TEXT PROVIDED:
5. On 23 May 2014 the applicant company lodged a constitutional complaint against the Administrative Court’s decision. It argued that if the reasons given by the Administrative Court were to be accepted, judicial review would only be available to those transport companies which obtained an approval of their proposed itinerary schedule and therefore satisfied the statutory conditions for applying for a transport permit. That view placed the applicant company in an impossible situation because, without having its schedule approved, it could not even apply for a transport permit, and hence could not obtain a decision which could be challenged before judicial authorities.

6. On 10 September 2014 the Constitutional Court declared inadmissible the applicant company’s constitutional complaint finding that the case did not raise any constitutional issue.

7. Before the Court the applicant company complained, relying on Article 6 § 1 of the Convention, that the Administrative Court’s decision to declare its action for judicial review inadmissible had deprived it of access to a court. It argued that the refusal of the Croatian Chamber of Economy to approve its itinerary schedule, which it could not challenge before judicial authorities, had directly affected its right to obtain a transport permit and to carry out its business activities.

THE COURT’S ASSESSMENT

8. The Court notes that this complaint is not manifestly ill-founded within the meaning of Article 35 § 3 (a) of the Convention or inadmissible on any other grounds. It must therefore be declared admissible.

9. The general principles concerning the right of access to a court have been summarised in Zubac v. Croatia [GC], no. 40160/12, §§ 76-79, 5 April 2018. In particular, Article 6 § 1 secures to everyone the right to have a claim relating to his civil rights and obligations brought before a court (ibid., § 76). That right is not absolute but may be subject to limitations that do not restrict or reduce the access left to the individual in such a way or to such an extent that the very essence of the right is impaired (ibid., § 78).

10. The Government argued that the applicant company could have exercised its access to court in two ways:

- by, as suggested by the Administrative Court, bringing an action for judicial review against the decision whereby the relevant Ministry had granted a transport permit to the other, competing, company whose schedule had been approved (see paragraphs 3-4 above), or

- by applying for a transport permit even though its itinerary schedule had not been approved. If the relevant Ministry would have denied the permit, the applicant company could have brought an action for judicial review against the Ministry’s decision.

DATA FOR PROCESSING:

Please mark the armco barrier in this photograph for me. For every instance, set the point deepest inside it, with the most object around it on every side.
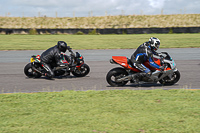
(106, 30)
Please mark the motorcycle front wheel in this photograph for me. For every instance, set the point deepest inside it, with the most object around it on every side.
(174, 79)
(114, 74)
(81, 71)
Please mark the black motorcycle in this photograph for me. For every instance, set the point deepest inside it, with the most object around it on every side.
(74, 64)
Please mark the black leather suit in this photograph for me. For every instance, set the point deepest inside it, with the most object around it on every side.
(49, 58)
(143, 53)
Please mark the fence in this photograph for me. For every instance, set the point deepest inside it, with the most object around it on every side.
(105, 31)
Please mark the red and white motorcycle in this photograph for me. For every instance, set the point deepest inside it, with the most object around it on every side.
(119, 76)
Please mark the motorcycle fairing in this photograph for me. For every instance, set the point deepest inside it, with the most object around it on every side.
(123, 61)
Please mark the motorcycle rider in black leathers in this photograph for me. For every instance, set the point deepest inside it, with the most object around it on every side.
(145, 52)
(52, 56)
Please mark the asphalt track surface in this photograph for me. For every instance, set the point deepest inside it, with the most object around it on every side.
(13, 80)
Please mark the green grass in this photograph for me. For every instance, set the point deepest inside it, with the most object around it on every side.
(114, 111)
(41, 42)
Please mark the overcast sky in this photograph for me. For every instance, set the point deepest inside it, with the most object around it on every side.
(84, 8)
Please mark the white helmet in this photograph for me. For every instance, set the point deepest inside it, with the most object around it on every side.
(154, 43)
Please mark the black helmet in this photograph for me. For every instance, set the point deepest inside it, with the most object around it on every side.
(62, 46)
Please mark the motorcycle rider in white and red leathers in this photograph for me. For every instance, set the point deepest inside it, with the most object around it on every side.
(145, 52)
(52, 56)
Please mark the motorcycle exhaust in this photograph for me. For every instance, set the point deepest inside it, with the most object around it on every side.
(35, 69)
(126, 78)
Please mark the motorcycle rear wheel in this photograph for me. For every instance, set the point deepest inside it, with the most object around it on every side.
(175, 78)
(115, 74)
(82, 71)
(29, 72)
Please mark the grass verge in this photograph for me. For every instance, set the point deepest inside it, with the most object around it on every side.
(101, 111)
(42, 42)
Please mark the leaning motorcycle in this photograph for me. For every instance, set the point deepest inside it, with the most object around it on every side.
(74, 64)
(120, 76)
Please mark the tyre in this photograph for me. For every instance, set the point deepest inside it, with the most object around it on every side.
(29, 72)
(81, 71)
(174, 79)
(114, 74)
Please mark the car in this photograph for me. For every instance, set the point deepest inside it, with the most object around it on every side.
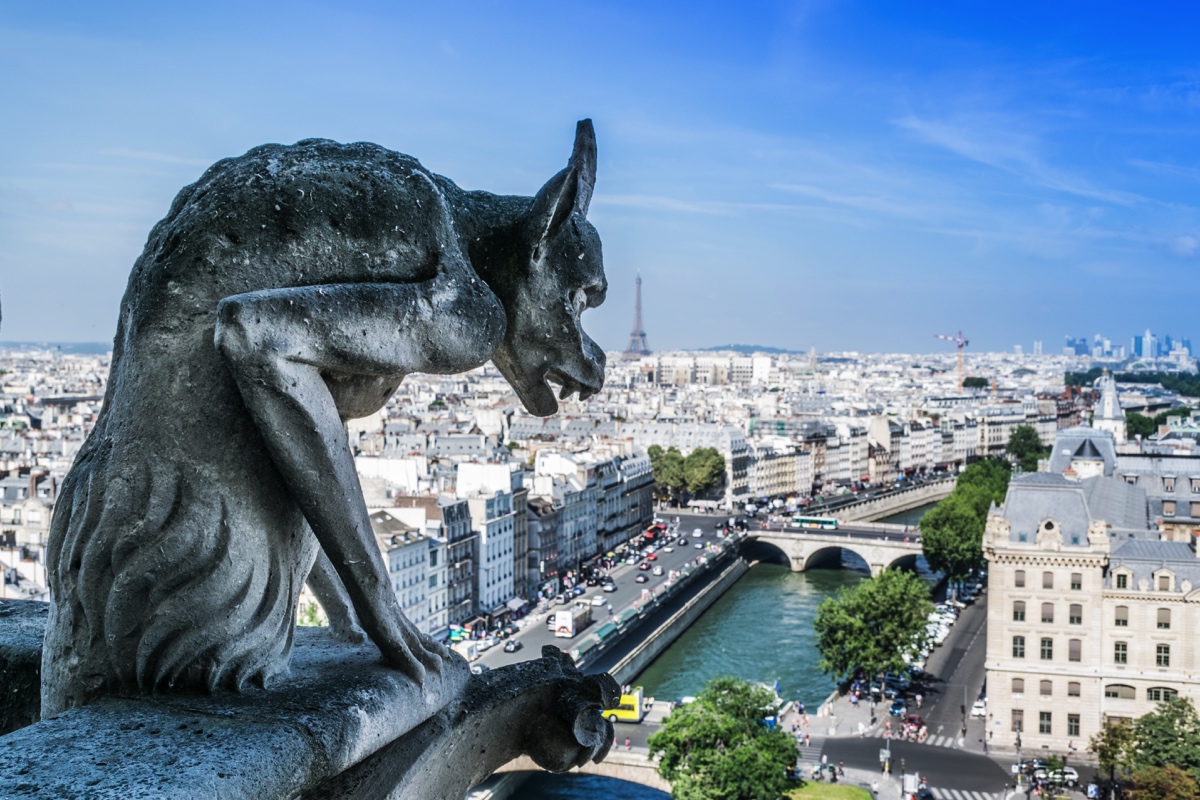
(1067, 776)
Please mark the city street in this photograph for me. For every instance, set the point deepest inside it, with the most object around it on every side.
(534, 631)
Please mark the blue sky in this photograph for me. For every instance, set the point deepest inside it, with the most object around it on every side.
(846, 175)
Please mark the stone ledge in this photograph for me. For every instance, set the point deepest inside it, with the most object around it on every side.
(339, 727)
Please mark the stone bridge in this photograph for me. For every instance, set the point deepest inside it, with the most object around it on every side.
(883, 505)
(633, 765)
(880, 545)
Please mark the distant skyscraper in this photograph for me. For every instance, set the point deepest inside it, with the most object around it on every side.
(637, 346)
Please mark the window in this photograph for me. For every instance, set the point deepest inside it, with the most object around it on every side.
(1163, 655)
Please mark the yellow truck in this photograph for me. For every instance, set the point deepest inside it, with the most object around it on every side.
(631, 708)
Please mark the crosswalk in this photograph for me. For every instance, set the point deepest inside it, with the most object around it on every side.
(963, 794)
(936, 741)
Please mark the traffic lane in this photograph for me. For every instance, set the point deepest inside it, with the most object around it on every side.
(957, 665)
(942, 767)
(535, 633)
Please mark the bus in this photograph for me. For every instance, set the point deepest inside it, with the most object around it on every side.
(825, 523)
(630, 709)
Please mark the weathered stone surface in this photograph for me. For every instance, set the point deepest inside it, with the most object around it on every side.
(336, 728)
(285, 292)
(22, 624)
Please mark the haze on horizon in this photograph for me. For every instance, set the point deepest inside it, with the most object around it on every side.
(846, 175)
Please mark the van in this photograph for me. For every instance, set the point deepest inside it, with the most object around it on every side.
(631, 709)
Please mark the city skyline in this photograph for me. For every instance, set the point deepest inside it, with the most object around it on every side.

OBJECTIVES:
a) Find every line in the entries that contains the string "stone", matching case, and copy each of those lines.
b) Continue the court ruling on the transport company's access to a court from where it ends.

EXPECTED OUTPUTS:
a)
Please mark the stone ledge in this photograph for me. For every instance, set the point deepest inside it, with the most object around it on every side.
Please mark the stone bridge in this photograph for me. For every instance, set the point deepest inside it, with the most object around it on every side.
Please mark the weathered stone surface in this photograph for me. For every instance, set the point deepest inside it, with the most object around it on every side.

b)
11. The Court first refers to the High Administrative Court’s judgment no. Usž-2066/15 of 26 November 2015, delivered in a case raising similar factual and legal issues as the present one.

12. In that case the first-instance administrative court, advancing similar reasons as the Split Administrative Court in the present case (see paragraph 4 above), declared inadmissible an action for judicial review whereby the plaintiff (a transport company) challenged the lawfulness of the proceedings for harmonisation of itinerary schedules conducted before the Croatian Chamber of Economy.

13. On appeal, the High Administrative Court held that even though the Croatian Chamber of Economy in the harmonisation proceedings was not adopting a decision in the form of an administrative act, it nevertheless decided on the right of the plaintiff because the companies whose itinerary schedules were not approved could not obtain a transport permit. Consequently, the plaintiff should have had a possibility to obtain judicial review of lawfulness of acts of the Croatian Chamber of Economy, which it had not had. The High Administrative Court therefore quashed the first instance decision and remitted the case.

14. In view of the High Administrative Court’s findings and having regard to its own case-law (see, mutatis mutandis, Pudas v. Sweden, 27 October 1987, §§ 36-38, Series A no. 125A), the Court considers that the proceedings before the Croatian Chamber of Economy indeed concerned the determination of the applicant company’s “civil rights and obligations” and that Article 6 § 1 of the Convention is therefore applicable. In particular, under Croatian law granting a transport licence (including the decision to approve or refuse itinerary schedules by the Chamber of Economy) was subject to certain clearly defined statutory criteria and did not depend on unfettered discretion of the relevant authorities. The right to a transport permit was therefore an actual right recognised in domestic law (see Pudas, cited above, §§ 31 and 34, and, by converse implication, Ladbrokes Worldwide Betting v. Sweden (dec.), no. 27968/05, 6 May 2008).

15. The High Administrative Court’s judgment likewise implies that if actions for judicial review by transport companies against a refusal of the Croatian Chamber of Economy to approve their itinerary schedules are declared inadmissible, they have no other means of challenging such refusal before judicial authorities. This means that the Government’s arguments that the applicant company had access to court (see paragraph 10 above) must be dismissed.

16. In view of the foregoing, the Court cannot but conclude that the applicant company should have had access to a court to review the lawfulness of the Croatian Chamber of Economy’s refusal to approve its itinerary schedule but was denied that right.

17. Accordingly, there has been a violation of Article 6 § 1 of the Convention in the present case.

APPLICATION OF ARTICLE 41 OF THE CONVENTION

18. The applicant company claimed 3,000 euros (EUR) in respect of nonpecuniary damage and EUR 1,260 in respect of costs and expenses incurred before the domestic courts and EUR 2,515 for those incurred before the Court.

19. The Government contested these claims.

20. The Court finds that the applicant company must have suffered nonpecuniary damage which cannot be compensated for solely by the finding of a violation, it being understood that a legal person, even a commercial company, may also sustain non-pecuniary damage (see Comingersoll S.A. v. Portugal [GC], no. 35382/97, §§ 31-37, ECHR 2000IV). Making its assessment on an equitable basis, the Court awards the applicant company EUR 3,000, plus any tax that may be chargeable.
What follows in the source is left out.